**Written task:**
Render the lines as a Markdown table with the columns Row and Line, omitting any blank lines. Start at the line containing "I'm looking for the building with" and end with the line containing "[126,101,216,143]", including both.

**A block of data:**
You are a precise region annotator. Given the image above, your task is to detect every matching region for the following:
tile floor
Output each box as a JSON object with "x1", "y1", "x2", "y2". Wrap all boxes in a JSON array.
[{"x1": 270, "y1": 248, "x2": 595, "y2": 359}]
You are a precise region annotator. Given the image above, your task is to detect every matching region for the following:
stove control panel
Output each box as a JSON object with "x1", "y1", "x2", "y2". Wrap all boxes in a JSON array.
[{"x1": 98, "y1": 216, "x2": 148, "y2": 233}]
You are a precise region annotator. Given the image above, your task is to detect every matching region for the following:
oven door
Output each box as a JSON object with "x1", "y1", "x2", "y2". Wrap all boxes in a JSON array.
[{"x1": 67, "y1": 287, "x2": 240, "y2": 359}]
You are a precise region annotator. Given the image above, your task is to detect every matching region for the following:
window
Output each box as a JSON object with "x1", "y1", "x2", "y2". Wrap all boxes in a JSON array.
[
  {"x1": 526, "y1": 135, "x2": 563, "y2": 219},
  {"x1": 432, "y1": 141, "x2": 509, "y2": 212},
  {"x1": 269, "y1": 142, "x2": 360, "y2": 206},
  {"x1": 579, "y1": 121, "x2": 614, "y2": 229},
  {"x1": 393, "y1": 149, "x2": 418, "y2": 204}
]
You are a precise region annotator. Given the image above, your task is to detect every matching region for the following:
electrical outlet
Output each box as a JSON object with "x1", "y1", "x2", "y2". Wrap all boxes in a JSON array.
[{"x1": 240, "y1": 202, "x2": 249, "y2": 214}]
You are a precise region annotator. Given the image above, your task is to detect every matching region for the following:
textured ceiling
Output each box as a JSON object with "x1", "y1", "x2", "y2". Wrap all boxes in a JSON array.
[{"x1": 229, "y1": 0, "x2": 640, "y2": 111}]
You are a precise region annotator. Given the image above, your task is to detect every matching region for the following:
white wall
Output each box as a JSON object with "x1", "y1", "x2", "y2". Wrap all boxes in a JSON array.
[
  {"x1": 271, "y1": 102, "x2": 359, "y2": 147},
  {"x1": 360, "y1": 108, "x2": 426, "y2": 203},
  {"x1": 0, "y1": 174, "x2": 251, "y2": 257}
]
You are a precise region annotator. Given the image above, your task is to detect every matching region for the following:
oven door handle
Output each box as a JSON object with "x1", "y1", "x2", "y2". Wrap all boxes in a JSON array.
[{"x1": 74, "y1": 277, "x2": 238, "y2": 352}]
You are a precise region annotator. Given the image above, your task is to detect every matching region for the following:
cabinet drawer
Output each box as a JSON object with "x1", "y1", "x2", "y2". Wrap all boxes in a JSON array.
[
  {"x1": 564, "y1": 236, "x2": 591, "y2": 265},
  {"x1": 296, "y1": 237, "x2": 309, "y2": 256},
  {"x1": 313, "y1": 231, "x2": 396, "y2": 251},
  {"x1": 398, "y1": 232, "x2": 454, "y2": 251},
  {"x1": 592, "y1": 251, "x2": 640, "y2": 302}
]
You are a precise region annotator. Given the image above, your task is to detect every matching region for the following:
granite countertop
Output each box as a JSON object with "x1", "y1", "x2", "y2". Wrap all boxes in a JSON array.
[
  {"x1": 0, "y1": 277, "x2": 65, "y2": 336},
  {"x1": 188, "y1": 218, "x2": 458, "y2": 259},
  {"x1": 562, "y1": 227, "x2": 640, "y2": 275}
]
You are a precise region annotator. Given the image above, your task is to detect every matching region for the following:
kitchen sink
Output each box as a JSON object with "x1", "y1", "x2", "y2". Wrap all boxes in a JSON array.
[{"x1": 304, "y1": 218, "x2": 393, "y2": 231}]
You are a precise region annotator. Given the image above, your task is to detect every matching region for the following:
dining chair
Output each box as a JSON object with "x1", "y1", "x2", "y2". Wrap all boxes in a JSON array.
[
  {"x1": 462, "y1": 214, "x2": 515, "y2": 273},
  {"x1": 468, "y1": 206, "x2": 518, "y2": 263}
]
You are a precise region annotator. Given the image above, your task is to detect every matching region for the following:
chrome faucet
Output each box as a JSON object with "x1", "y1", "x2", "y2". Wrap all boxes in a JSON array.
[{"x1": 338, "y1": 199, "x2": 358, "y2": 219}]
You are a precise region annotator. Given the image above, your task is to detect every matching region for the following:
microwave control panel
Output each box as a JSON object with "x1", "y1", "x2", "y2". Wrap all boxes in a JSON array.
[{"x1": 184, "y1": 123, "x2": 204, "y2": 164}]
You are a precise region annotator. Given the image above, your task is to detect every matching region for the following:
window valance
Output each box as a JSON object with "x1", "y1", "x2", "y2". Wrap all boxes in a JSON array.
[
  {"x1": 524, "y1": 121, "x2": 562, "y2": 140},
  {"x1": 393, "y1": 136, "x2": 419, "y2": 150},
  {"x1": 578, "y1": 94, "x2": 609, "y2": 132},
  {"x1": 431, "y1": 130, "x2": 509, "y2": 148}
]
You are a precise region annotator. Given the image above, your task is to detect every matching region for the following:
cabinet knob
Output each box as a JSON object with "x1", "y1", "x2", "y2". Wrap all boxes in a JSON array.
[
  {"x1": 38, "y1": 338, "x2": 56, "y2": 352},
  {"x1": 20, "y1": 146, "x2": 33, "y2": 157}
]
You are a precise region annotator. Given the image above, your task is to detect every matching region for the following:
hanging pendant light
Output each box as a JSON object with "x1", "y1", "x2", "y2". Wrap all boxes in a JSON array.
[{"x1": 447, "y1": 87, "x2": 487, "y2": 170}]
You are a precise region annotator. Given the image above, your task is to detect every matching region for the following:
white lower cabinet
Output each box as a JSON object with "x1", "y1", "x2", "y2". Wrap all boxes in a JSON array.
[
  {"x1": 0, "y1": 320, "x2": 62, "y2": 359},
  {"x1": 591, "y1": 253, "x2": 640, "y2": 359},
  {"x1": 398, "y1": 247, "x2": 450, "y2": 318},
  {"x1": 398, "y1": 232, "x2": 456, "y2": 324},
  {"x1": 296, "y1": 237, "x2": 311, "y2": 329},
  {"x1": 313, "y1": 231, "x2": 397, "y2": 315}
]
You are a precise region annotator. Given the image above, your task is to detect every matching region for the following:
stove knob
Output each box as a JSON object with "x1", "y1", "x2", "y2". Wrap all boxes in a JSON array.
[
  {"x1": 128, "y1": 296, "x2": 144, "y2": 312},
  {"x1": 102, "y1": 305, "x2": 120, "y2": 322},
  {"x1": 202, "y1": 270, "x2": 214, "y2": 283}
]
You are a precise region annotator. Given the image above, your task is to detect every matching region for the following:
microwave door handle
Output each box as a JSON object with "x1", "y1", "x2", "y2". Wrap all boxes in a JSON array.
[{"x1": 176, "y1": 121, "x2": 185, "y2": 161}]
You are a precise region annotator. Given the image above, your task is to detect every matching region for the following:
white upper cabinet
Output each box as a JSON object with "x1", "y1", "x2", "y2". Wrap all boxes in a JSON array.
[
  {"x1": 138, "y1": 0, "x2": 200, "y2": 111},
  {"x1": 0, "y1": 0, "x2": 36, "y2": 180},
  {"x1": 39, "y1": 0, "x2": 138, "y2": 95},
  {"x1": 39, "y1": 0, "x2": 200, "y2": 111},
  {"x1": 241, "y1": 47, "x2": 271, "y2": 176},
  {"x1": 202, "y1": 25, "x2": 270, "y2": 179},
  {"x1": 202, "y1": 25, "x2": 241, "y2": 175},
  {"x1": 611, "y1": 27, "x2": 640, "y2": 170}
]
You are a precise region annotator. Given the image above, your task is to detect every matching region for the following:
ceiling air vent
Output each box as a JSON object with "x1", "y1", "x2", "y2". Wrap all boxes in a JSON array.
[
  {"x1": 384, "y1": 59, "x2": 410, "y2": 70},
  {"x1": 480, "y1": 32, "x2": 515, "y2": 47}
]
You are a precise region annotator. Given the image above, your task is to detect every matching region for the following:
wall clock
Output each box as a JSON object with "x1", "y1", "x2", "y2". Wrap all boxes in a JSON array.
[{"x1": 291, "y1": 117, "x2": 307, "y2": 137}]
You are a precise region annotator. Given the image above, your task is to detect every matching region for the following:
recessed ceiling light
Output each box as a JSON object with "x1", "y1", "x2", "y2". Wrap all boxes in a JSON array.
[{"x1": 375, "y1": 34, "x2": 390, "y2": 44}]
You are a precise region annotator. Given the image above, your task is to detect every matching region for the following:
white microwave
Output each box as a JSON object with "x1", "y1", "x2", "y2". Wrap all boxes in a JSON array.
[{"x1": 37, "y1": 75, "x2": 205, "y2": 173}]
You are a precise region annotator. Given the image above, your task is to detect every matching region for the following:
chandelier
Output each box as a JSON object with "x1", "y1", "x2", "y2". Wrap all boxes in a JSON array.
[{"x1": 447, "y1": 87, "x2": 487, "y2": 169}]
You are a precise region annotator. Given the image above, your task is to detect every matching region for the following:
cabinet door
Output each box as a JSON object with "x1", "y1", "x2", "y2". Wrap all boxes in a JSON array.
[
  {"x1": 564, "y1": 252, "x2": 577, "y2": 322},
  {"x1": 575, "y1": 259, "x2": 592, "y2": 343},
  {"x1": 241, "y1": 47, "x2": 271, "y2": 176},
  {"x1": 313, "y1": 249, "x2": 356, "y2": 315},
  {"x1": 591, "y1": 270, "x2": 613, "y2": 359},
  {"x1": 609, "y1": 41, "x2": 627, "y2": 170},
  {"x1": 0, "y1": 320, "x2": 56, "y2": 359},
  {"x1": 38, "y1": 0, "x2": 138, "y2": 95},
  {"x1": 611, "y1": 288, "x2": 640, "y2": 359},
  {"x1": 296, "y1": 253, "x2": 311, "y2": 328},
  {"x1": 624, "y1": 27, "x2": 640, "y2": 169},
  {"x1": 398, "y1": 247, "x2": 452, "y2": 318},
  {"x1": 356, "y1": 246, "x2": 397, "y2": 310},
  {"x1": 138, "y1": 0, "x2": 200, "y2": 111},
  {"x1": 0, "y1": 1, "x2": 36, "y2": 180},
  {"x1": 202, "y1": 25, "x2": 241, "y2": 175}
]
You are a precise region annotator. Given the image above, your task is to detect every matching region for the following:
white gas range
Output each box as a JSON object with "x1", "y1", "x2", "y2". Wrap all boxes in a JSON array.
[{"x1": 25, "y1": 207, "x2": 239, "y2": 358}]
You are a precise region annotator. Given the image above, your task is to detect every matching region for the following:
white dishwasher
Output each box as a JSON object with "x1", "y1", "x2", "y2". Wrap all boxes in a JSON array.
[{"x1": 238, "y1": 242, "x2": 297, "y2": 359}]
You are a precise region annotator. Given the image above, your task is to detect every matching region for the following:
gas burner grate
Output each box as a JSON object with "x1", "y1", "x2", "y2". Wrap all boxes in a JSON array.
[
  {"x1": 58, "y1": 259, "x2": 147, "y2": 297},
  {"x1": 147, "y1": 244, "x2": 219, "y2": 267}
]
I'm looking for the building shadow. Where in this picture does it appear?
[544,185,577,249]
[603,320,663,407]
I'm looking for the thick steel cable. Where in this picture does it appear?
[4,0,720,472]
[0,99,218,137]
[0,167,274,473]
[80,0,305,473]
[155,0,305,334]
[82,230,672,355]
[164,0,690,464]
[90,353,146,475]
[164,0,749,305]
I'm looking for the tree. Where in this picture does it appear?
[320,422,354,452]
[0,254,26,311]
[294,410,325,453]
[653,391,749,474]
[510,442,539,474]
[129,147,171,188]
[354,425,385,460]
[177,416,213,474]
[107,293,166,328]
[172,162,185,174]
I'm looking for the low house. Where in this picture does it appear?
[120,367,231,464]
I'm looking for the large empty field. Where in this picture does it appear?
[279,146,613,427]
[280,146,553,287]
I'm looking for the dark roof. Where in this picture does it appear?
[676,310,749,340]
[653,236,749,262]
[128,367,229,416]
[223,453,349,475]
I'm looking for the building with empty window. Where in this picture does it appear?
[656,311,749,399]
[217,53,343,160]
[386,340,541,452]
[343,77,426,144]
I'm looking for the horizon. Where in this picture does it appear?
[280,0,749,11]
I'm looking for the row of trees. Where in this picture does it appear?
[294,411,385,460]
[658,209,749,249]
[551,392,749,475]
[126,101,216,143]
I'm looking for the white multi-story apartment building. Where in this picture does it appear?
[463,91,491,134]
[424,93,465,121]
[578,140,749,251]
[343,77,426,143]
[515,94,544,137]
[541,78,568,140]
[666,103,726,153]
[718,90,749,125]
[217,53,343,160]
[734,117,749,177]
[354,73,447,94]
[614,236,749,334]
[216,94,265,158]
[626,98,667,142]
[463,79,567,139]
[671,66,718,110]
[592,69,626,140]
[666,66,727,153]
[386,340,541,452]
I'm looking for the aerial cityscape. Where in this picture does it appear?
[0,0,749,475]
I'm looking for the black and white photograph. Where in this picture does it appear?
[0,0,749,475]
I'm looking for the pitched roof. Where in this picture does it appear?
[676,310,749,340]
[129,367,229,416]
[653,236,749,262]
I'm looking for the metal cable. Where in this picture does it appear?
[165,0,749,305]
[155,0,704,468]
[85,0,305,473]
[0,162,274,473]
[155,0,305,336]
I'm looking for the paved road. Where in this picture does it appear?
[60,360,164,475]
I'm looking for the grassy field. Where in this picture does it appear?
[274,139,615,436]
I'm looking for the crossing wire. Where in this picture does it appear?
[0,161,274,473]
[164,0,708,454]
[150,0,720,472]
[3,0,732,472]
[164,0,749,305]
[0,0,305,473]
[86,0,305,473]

**Response for this exercise:**
| Row | Line |
|---|---|
| 1 | I'm looking for the building with empty window. Where in this picture does it appear? |
| 2 | [656,311,749,399] |
| 3 | [217,53,343,160] |
| 4 | [386,340,541,452] |
| 5 | [343,77,426,144] |
| 6 | I'm looking for the horizon. Where in this picture does it appear? |
| 7 | [280,0,749,11] |
| 8 | I'm looking for the row of trees. Where in this picture does it appear? |
| 9 | [294,411,385,460] |
| 10 | [658,209,749,249] |
| 11 | [551,392,749,475] |
| 12 | [126,101,216,143] |